### Source passage
◆ ◆ ◆ ◆ ◆ ◆ ◆

Nanosystems design: Samson growing in popularity
The Inria-Nano-D team developing the Samson generic nanosystems design software package, which has been working out of MINATEC for more than a year now, has a number of new wins to report. In March the team secured a European Research Council Proof of Concept grant to assess the software’s market potential, and recently released version 0.5 of the tool. In June, the team is running its first Samson School in Aix-les-Bains.
Samson is used to analyze and design nanosystems of all types, and offers interactive simulation features. The software boasts an open architecture, which enables users to create and share modules—a key advantage over costly and non-customizable commercial software. The beta version, released in March 2015, has more than 600 academic and private-sector users worldwide.
2016–2020: FMNT expands
The FMNT (Federation for Micro and Nanotechnologies) saw its mandate renewed for an additional five years on January 1, 2016. The organization took advantage of the occasion to bring in three new labs, bringing its total headcount to nearly 500—a 30% increase. The FMNT is now one of France’s largest research organizations in the fields of microelectronics and nanotechnology. Until end-2015, the FMNT encompassed four labs: LTM, LMGP, IMEP-LaHC, and part of G2ELab’s activities. The new, expanded FMNT is now home to Spintec, two research teams from TIMA, and an additional team from LCIS in Valence.
Five strategic research areas and seven labs
The expanded FMNT is headed by Mireille Mouis (IMEP-LaHC) and will focus on five strategic research areas—microelectronics, telecommunications components and systems, integrated measurement systems, materials and components for energy, and components and systems for healthcare—that show just how much the FMNT’s scope has broadened over the past several years. The organization’s seven labs will work to better leverage synergies, ramp up transversal research topics, and submit joint proposals for EU projects. FMNT had already begun pursuing these goals in certain research areas during its last five-year mandate and will now use this approach on a much larger scale. A new platform, Opera, will be set up as a single point of contact for outside researchers seeking to use the functional characterization equipment. Finally, FMNT will overhaul its website in order to raise its online profile.

◆ ◆ ◆ ◆ ◆ ◆ ◆

### Assignment 1
In the Samson and FMNT news passage, who heads the expanded FMNT?
### Assignment 2
Reproduce the Samson and FMNT news passage word for word, starting at "Nanosystems design: Samson" and ending at "private-sector users worldwide.".
### Assignment 3
Take the Samson and FMNT news passage further, writing on from its final sentence.

◆ ◆ ◆ ◆ ◆ ◆ ◆

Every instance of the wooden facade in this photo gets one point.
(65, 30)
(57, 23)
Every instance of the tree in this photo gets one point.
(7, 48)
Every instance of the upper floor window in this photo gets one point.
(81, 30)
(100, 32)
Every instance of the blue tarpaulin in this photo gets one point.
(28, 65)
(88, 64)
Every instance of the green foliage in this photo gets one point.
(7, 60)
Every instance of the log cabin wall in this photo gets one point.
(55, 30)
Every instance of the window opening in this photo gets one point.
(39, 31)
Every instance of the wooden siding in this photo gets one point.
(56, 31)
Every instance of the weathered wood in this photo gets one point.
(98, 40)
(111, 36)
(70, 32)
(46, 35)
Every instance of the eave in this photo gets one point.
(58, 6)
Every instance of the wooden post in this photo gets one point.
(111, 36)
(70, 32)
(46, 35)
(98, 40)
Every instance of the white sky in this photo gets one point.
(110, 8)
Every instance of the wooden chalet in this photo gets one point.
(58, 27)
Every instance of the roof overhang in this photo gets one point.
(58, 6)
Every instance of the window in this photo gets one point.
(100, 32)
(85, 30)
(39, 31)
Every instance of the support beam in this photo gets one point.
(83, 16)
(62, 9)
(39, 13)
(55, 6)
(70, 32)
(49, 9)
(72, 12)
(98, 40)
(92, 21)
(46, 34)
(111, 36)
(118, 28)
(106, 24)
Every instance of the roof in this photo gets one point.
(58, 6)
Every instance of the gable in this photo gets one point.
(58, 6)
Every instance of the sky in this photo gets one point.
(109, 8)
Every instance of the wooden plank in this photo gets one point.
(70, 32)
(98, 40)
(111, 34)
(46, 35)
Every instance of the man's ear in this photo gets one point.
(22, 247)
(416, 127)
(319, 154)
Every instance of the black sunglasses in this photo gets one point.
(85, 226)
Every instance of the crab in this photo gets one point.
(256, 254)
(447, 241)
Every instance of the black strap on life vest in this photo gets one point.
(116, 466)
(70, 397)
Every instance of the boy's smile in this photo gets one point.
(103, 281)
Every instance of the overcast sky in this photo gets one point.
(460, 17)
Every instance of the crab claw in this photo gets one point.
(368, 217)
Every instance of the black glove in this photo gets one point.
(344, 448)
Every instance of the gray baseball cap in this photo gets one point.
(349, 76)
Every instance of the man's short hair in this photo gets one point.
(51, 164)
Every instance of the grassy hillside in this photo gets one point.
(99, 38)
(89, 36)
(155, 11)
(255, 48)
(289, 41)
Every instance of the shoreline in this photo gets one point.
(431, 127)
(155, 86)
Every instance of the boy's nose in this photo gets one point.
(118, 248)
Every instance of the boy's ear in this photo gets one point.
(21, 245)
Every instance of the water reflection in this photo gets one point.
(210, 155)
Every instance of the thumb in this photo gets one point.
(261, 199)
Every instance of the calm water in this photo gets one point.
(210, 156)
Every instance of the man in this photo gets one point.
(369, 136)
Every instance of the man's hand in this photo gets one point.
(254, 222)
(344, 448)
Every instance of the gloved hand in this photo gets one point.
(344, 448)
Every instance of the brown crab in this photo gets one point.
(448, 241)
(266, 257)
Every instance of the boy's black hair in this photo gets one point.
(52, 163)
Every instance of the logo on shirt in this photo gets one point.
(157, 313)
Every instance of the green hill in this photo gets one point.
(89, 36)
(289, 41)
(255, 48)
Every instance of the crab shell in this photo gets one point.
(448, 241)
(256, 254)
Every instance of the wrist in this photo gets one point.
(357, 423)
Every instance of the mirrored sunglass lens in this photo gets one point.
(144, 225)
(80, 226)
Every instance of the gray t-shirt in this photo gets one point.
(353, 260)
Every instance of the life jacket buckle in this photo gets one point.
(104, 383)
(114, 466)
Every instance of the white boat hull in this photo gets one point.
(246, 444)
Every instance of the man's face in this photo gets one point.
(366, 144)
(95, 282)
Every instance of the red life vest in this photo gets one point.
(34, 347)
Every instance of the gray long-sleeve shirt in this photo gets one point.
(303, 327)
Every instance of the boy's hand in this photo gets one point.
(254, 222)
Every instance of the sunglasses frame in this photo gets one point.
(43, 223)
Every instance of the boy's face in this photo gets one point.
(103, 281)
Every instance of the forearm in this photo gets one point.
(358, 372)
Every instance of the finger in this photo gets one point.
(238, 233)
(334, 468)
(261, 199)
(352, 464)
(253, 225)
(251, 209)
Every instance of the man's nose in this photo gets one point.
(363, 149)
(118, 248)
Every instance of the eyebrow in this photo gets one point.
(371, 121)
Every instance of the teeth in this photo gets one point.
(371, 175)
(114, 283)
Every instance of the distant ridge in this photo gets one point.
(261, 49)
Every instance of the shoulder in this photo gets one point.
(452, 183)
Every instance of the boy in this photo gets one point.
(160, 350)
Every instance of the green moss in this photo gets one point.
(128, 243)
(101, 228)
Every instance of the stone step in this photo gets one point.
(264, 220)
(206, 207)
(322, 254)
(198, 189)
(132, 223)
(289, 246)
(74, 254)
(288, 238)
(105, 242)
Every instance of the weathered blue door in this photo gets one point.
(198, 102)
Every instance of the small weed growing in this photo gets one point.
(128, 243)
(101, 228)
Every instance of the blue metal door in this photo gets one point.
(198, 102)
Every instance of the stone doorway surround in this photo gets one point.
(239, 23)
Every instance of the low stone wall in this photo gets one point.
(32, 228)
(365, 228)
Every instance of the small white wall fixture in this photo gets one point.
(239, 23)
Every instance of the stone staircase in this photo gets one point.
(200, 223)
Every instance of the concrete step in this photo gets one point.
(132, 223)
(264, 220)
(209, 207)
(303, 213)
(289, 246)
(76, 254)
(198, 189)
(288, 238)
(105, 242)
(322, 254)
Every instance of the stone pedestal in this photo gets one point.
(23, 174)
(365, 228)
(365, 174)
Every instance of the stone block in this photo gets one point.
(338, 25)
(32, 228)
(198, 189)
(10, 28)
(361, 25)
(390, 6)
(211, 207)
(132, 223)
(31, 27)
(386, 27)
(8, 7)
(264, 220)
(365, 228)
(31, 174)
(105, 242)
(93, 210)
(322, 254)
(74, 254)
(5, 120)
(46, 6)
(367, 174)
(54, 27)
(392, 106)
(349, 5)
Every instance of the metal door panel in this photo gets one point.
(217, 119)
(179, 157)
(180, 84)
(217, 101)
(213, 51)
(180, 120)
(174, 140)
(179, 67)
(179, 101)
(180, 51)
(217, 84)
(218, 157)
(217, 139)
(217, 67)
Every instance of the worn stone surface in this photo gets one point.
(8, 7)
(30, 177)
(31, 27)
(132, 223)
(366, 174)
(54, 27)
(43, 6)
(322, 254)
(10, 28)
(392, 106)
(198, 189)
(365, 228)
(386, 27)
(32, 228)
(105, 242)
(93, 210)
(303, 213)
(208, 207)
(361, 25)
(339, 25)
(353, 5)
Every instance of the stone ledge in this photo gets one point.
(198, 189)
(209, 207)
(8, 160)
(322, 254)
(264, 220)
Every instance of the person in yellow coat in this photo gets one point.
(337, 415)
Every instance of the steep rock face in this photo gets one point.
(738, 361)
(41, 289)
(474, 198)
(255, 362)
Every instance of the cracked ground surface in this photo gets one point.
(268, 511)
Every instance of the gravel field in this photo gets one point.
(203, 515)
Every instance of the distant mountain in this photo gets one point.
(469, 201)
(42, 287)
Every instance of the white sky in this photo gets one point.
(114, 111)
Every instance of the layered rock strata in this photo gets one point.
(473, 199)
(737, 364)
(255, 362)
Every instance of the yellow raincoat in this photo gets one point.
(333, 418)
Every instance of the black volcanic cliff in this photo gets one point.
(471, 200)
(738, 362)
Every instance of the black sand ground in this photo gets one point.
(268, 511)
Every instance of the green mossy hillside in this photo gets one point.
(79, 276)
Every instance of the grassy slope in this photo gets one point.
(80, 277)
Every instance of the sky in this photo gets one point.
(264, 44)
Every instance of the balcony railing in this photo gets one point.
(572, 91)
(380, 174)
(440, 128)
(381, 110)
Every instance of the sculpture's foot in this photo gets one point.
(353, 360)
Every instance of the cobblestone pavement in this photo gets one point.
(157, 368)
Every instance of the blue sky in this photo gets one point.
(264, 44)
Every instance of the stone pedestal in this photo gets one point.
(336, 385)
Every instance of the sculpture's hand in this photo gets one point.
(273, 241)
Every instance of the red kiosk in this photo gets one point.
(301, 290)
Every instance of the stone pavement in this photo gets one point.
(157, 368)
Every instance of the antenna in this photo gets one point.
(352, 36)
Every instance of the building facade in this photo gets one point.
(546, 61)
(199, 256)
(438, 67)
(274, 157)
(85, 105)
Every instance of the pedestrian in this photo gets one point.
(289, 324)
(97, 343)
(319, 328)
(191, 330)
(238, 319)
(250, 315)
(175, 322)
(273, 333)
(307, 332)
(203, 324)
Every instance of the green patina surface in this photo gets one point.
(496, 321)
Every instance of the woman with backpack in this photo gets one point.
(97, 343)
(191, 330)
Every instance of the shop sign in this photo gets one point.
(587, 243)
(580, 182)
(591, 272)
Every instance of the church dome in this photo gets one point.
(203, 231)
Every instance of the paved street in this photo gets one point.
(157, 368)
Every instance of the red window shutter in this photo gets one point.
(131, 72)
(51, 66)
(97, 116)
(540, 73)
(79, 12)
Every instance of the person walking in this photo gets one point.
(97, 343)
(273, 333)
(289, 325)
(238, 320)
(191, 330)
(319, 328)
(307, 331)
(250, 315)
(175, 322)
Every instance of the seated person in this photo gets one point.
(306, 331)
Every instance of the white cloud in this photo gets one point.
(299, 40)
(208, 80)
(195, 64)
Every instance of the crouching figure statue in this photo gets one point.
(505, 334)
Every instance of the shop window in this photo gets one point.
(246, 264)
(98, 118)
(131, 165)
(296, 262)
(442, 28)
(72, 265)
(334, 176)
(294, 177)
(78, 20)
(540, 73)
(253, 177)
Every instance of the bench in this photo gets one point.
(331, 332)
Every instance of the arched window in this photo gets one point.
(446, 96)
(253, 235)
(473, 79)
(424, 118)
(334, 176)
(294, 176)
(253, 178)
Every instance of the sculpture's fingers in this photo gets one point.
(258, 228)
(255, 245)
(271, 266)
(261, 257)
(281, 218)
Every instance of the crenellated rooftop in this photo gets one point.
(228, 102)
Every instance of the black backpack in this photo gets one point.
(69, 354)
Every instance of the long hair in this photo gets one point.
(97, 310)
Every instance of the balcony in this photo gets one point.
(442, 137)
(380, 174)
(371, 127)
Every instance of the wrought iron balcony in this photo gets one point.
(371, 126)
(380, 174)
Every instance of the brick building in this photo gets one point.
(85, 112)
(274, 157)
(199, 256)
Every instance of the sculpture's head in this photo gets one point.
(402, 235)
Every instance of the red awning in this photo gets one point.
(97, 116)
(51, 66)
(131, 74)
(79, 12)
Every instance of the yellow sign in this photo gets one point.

◆ ◆ ◆ ◆ ◆ ◆ ◆

### Answer 1
Mireille Mouis (IMEP-LaHC).

### Answer 2
Nanosystems design: Samson growing in popularity
The Inria-Nano-D team developing the Samson generic nanosystems design software package, which has been working out of MINATEC for more than a year now, has a number of new wins to report. In March the team secured a European Research Council Proof of Concept grant to assess the software’s market potential, and recently released version 0.5 of the tool. In June, the team is running its first Samson School in Aix-les-Bains.
Samson is used to analyze and design nanosystems of all types, and offers interactive simulation features. The software boasts an open architecture, which enables users to create and share modules—a key advantage over costly and non-customizable commercial software. The beta version, released in March 2015, has more than 600 academic and private-sector users worldwide.

### Answer 3
A biobattery with built-in energy recovery
A biobattery capable of producing energy from ocean and lake sediments would be a wonderful invention! But for it to become a reality, scientists first have to figure out how to extract in real time a source of energy whose characteristics vary on a scale of one to ten depending on the environment. Leti has risen to this challenge with a new interface circuit that enables biobatteries to harvest tens of microwatts, potentially providing a continuous source of power for distributed sensors—temperature, salinity, oxygen, CO2—used to monitor aquatic ecosystems. The researchers are now working on the biobatteries’ long-term reliability, and plan to conduct tests in a lake near Grenoble.
Telecommunications: III–V/silicon tunable laser
Solid indium phosphide (INP) tunable lasers for telecommunications networks are costly to manufacture and ill-suited to integration with other photonic and electronic components. Researchers from Leti and the III–V Lab have now produced a tunable laser on a silicon substrate coupled with a III–V material.
This hybrid monomode laser boasts a novel waveguide system coupled with two thermo-optically-controlled rings for a tuning range of 35 nm. The system, which enables the allocation of 80 wavelengths in the International Telecommunications Union (ITU) standard wavelength plan, is intended for metropolitan and long-distance telecommunications networks.
The researchers are now working on integrating the hybrid lasers with other optical functions with the goal of producing complete transmitters suitable for telecommunications and data centers.